## WHAT IS EXPECTED
Locate every line in the material below that contains the word "white", and copy each of those lines out in full.

## DATA LINES
>> BEGIN

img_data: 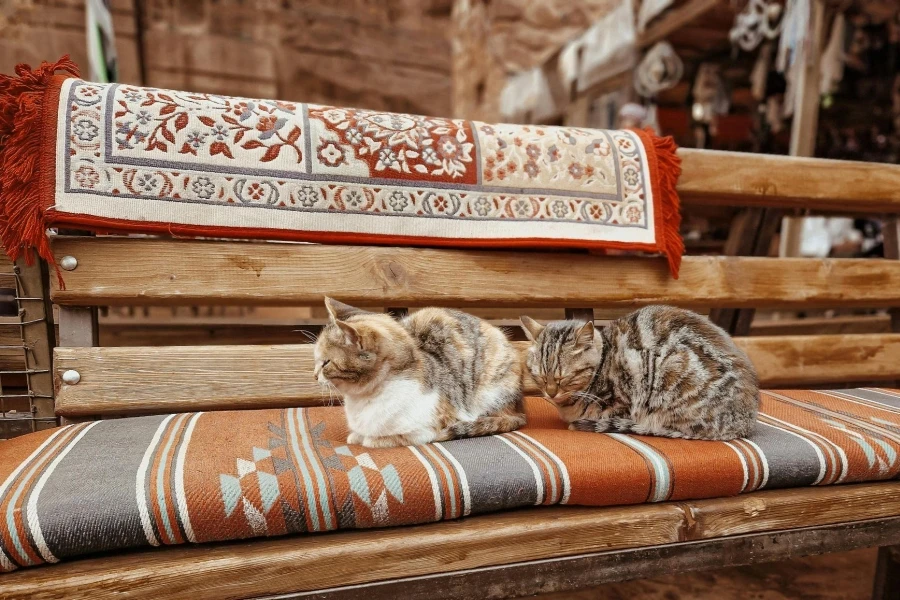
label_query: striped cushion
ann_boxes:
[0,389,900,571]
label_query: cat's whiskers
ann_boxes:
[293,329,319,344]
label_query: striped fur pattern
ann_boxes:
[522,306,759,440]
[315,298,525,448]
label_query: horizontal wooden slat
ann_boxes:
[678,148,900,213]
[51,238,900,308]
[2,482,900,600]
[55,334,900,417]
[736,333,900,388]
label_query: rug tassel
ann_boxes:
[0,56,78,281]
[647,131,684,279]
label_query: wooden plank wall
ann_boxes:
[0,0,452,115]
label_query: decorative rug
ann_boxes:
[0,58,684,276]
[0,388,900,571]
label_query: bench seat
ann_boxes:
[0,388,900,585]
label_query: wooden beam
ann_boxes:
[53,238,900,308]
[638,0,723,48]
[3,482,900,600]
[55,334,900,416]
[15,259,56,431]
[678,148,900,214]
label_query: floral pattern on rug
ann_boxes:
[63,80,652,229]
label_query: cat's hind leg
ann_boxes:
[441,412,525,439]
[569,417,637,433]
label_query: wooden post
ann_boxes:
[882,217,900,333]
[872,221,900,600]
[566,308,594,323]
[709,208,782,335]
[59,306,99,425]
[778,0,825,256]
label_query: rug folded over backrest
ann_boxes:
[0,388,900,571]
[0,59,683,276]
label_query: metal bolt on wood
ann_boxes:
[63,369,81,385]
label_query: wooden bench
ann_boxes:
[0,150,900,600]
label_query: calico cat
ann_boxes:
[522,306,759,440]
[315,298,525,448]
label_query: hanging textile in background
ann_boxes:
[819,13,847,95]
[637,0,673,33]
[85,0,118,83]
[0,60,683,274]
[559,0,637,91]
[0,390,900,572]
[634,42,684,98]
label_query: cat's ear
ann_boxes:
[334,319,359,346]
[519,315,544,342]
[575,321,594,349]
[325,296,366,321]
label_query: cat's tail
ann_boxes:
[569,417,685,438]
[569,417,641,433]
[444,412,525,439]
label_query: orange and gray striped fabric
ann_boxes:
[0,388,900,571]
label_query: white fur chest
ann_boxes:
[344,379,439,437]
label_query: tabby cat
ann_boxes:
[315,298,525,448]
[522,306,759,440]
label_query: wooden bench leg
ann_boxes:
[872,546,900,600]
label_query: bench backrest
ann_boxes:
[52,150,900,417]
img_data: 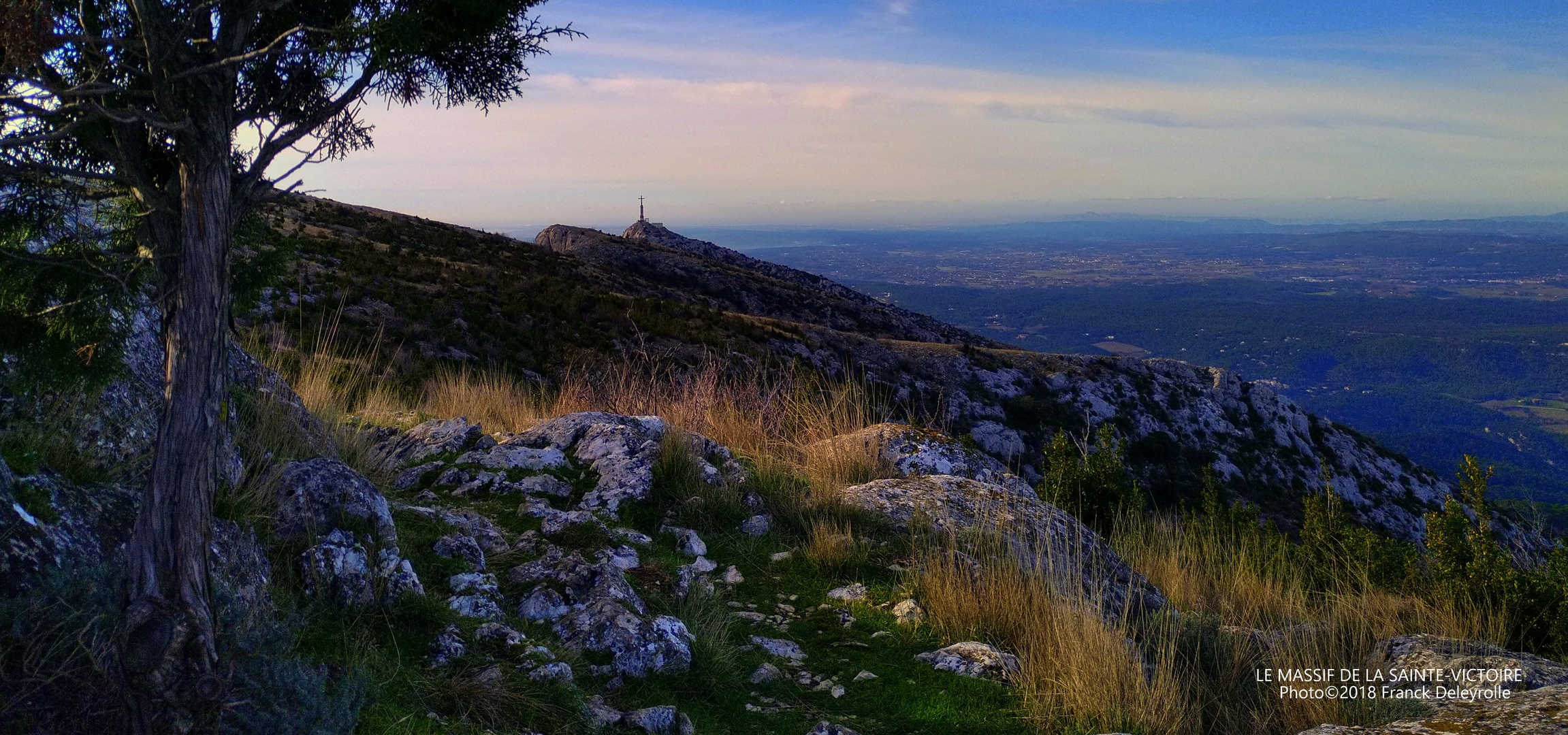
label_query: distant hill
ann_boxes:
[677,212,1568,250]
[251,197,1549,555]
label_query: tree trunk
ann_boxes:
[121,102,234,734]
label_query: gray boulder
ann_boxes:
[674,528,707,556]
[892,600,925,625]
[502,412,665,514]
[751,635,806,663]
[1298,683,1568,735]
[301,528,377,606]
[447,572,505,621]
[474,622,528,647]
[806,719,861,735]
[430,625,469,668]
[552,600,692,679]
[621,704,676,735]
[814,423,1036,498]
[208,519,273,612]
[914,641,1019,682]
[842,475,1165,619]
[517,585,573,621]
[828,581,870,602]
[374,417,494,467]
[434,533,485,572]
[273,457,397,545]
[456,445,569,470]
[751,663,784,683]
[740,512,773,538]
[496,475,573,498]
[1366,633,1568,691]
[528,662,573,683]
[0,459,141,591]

>> END
>> BEGIN

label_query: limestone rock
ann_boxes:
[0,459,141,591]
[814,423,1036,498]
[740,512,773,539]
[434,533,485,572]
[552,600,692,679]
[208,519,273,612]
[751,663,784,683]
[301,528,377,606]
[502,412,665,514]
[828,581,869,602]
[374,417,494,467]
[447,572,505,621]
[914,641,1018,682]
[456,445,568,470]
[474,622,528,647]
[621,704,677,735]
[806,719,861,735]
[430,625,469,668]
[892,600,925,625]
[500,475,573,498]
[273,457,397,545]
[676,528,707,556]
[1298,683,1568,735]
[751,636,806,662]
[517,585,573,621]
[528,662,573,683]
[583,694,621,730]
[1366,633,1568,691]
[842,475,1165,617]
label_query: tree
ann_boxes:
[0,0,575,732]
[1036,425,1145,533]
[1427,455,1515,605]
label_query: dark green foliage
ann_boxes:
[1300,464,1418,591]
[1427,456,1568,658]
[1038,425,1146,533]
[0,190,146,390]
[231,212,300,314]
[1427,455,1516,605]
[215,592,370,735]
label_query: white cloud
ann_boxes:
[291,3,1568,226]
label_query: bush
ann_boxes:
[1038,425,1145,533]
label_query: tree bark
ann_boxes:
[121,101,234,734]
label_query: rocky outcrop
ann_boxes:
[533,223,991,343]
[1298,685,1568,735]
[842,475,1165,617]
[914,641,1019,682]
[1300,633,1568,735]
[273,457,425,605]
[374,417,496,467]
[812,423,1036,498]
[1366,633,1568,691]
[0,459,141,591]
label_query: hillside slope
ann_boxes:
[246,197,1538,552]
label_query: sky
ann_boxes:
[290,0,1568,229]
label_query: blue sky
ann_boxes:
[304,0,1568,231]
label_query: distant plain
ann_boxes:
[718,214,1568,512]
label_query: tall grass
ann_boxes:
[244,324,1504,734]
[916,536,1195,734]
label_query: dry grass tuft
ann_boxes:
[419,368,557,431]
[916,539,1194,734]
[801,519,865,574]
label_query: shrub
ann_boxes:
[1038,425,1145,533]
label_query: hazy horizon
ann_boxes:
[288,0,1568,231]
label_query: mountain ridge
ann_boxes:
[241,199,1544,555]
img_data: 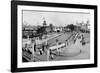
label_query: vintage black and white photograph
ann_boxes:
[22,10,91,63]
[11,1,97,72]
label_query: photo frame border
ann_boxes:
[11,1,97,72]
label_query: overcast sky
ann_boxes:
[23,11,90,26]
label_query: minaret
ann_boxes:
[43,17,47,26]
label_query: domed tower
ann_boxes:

>> END

## SOLVED EXERCISE
label_query: white fur chest
label_query: white cloud
label_query: vintage black and white photograph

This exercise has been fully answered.